WHAT TO PRODUCE:
Rewrite all of the material below, substituting "image above" for "photograph above" everywhere and leaving all other text unchanged. Leave the pictures out of your answer.

-------- ENTRIES SUPPLIED --------

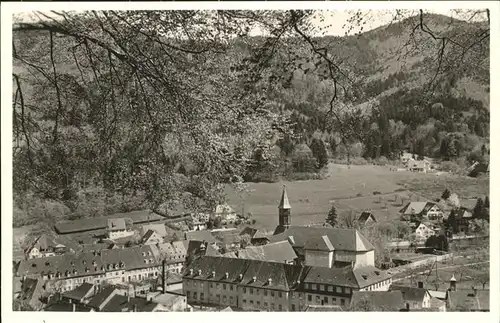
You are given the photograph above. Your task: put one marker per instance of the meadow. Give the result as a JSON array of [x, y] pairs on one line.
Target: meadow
[[351, 189]]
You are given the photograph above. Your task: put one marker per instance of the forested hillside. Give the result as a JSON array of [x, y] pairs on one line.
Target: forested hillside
[[113, 113]]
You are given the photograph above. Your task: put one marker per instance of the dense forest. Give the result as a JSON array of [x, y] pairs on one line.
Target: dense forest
[[111, 115]]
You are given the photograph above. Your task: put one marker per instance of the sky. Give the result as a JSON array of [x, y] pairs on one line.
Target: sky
[[334, 20]]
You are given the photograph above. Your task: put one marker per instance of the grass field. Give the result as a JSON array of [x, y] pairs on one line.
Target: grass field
[[311, 199]]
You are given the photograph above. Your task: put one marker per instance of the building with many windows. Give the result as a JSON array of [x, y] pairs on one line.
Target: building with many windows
[[255, 285]]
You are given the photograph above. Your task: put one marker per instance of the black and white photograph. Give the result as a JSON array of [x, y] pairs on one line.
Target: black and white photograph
[[329, 158]]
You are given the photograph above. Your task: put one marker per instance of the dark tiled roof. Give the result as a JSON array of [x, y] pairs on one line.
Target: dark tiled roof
[[365, 216], [319, 243], [283, 276], [281, 251], [120, 303], [116, 224], [411, 293], [381, 301], [346, 276], [80, 292], [323, 308], [157, 227], [341, 239], [31, 291], [88, 263], [43, 242], [66, 307], [200, 236], [467, 300], [101, 296], [101, 222]]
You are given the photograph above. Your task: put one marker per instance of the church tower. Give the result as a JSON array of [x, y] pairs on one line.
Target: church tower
[[284, 208]]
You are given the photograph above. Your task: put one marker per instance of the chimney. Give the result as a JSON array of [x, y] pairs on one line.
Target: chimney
[[453, 283], [164, 275]]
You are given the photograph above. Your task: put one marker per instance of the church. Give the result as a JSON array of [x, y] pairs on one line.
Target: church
[[320, 246]]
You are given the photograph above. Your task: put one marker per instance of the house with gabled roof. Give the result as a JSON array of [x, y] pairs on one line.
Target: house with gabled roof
[[321, 244], [117, 229], [421, 210], [366, 217], [151, 237], [414, 297], [257, 237], [380, 301], [281, 251], [260, 285], [44, 246]]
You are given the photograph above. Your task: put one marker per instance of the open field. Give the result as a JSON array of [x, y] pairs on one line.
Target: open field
[[351, 189]]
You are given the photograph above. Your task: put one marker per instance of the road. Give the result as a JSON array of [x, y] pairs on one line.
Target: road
[[445, 267]]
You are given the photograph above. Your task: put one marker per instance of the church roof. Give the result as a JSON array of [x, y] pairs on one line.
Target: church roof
[[319, 243], [284, 203], [340, 239]]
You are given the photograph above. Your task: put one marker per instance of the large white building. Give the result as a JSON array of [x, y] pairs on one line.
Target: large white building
[[320, 246]]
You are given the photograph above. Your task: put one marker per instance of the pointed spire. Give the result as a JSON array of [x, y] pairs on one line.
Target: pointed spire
[[284, 204]]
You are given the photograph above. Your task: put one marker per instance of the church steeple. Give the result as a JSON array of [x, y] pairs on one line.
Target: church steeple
[[284, 210]]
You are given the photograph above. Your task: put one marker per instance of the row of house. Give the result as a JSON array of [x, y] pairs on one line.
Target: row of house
[[258, 285]]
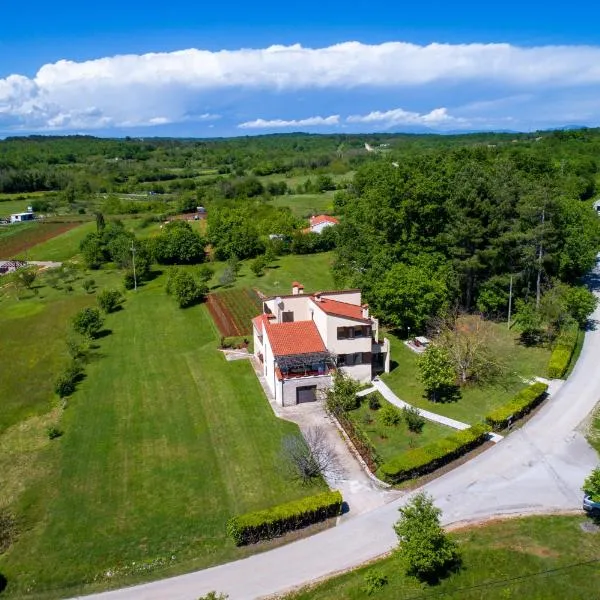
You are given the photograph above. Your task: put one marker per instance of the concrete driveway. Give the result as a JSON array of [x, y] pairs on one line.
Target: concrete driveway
[[539, 468]]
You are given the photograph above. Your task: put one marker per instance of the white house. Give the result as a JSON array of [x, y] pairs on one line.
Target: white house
[[301, 340], [20, 217], [320, 222]]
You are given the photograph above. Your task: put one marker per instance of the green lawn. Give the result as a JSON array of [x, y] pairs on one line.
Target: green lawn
[[33, 352], [312, 270], [8, 207], [62, 247], [164, 441], [305, 205], [536, 558], [391, 440], [475, 401]]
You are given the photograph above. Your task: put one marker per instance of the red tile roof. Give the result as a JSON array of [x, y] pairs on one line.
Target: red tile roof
[[318, 219], [340, 309], [299, 337]]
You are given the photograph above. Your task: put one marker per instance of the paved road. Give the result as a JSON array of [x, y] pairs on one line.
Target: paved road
[[539, 468]]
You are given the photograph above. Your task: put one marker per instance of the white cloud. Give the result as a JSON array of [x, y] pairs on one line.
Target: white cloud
[[437, 118], [161, 88], [280, 123]]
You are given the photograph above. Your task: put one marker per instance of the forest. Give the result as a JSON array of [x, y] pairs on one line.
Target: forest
[[429, 224]]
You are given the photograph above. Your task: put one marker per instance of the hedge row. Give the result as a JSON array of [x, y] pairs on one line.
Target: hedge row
[[360, 439], [559, 360], [421, 461], [562, 352], [525, 401], [275, 521]]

--------

RESPONSE TO THE TASK:
You are given the image above. Your task: put one marker per instance of the meadow. Give the result as a JSON array of [x, y] pairs on one line.
Target: meadow
[[351, 189]]
You are given the image above. Your task: put one marker per instance of the forested hillside. Give the result as a JSON array of [x, y] pairs on one line.
Target: forested hillside
[[113, 113]]
You are given the image above. Your task: put one marker per instance of the dense forest. Give the result as a JSON array of [x, y] pairs on one line.
Target: dense forest
[[111, 115]]
You are given the image above. Your task: put one marker per instance of the sky. Give the result as a JSON array of [x, y] pairs on one line.
Target: sky
[[334, 20]]
You are given the image above. Your task: put one marker per instance of the grass field. Give the result as a JSON array of [x, y] pairs on one line.
Target: grass field
[[311, 199]]
You are given the image above. Your task: put one marker per instance of the building with many windows. Give the result as a JSON array of [x, y] pairs on one line.
Target: building with many windows
[[255, 285]]
You are given the image above. Your task: put one marker per instance of the black and white photograph. Give the result as a JSON array of [x, y] pairs on one line.
Target: black and white photograph
[[329, 158]]
You are given the image above. Your task: put one marker per instance of the dark tiled roof. Give the result as a JSON array of [x, y] pairs on one line.
Target: dark tiled roof
[[365, 216], [319, 243], [283, 276], [281, 251], [120, 303], [116, 224], [411, 293], [381, 301], [346, 276], [80, 292], [323, 308], [157, 227], [341, 239], [31, 291], [88, 263], [43, 242], [66, 307], [200, 236], [467, 300], [101, 296], [101, 222]]
You are given the image above. Your task: put one marker per instance of the church tower. Give the result as a JSON array of [x, y] pairs on one line.
Target: church tower
[[284, 208]]
You are given the image above. Your task: put one marker per instance of the chimney. Give the result as a JSON array of [x, y] pairs on one line.
Target: chimney
[[453, 283], [164, 275]]
You are given the image above. Your task: put one marker per instance of the church. Give the result as a JSON array of [x, y] pairs on one line.
Target: church
[[320, 246]]
You are given the image above. Your task: put one marker per instance of the house with gabled roof. Give the result as a JSON array of [x, y] pairs on one line.
Target: house with gabled roof
[[321, 244], [117, 229], [421, 210], [366, 217], [151, 237], [414, 297], [257, 237], [380, 301], [281, 251], [260, 285], [44, 246]]
You are given the image above. Your task: put one marker per instance of the open field. Give the result as a JSON array of [x, y] pairs on one line.
Target: open field
[[351, 189]]
You are given the image above. Your task: put one marker per instance of the road. Give the result as a JSON array of [x, y] pairs on one line.
Target: road
[[445, 267]]
You are given the image above. Your task: put one marker per instance of the church roof. Give the result as a JSON array of [x, y] pairs on one line.
Target: church roof
[[319, 243], [284, 203], [340, 239]]
You are given the image above. Your task: put one marker per instance of the large white building. Give the result as a JSON array of [x, y] pairs on one line.
Target: large white building
[[320, 246]]
You are given the image above. Your task: put one marker per instance of the pointed spire. Give the result as a JSON array of [x, y] pairs on one line.
Target: pointed spire
[[284, 204]]
You are given the image above. Your task: put one marker per instance of the church steeple. Give the result as a JSON array of [x, y] pairs on one line.
Target: church steeple
[[284, 210]]
You are given the image above. Your task: put one marker per instance of the row of house. Give the result as a JSON array of [x, y] pairs on one line.
Target: row of house
[[258, 285]]
You are given the image above. Your task: put one marker per instance of the concrete driveway. Give the result as a JSON array of [x, y] pairs on one line.
Target: concrete driveway
[[539, 468]]
You are given the image above. Your task: put one marker per instance of the white house. Give the result as a JSON array of [x, y] pairs on one line.
Target: white house
[[301, 340], [20, 217], [320, 222]]
You are given the image above. Your task: put one marker per instance of the green lawn. Give the result as a JSON array of [x, y] pairs on one line.
Target: green lawn
[[33, 352], [312, 270], [8, 207], [62, 247], [164, 441], [305, 205], [536, 558], [391, 440], [475, 401]]
You are given the image above. Your task: put one marker per instance of the red tile roof. Give the result as a JSON array of [x, y] pairs on one line.
Target: red tile roof
[[318, 219], [340, 309], [299, 337]]
You are given the image above. Your task: put one marker per instance of the paved road. Give the result as a JSON array of [x, y] pairs on one line.
Target: paved road
[[539, 468]]
You are given the image above. Your task: put one marker per instance of the white cloud. Give the result as a JSON array of [x, y] pairs on one line.
Target: white cloud
[[437, 118], [161, 88], [280, 123]]
You are given the image above. Your task: put one marker per instance of the forest. Give the result as a JSON array of [x, y] pairs on one line.
Target: forest
[[429, 224]]
You are given the image above. Your task: put one marker per instance of the hedge row. Give the result as a JSON array of [x, y] pairs on one line.
Target: hedge row
[[360, 439], [559, 360], [421, 461], [562, 352], [525, 401], [275, 521]]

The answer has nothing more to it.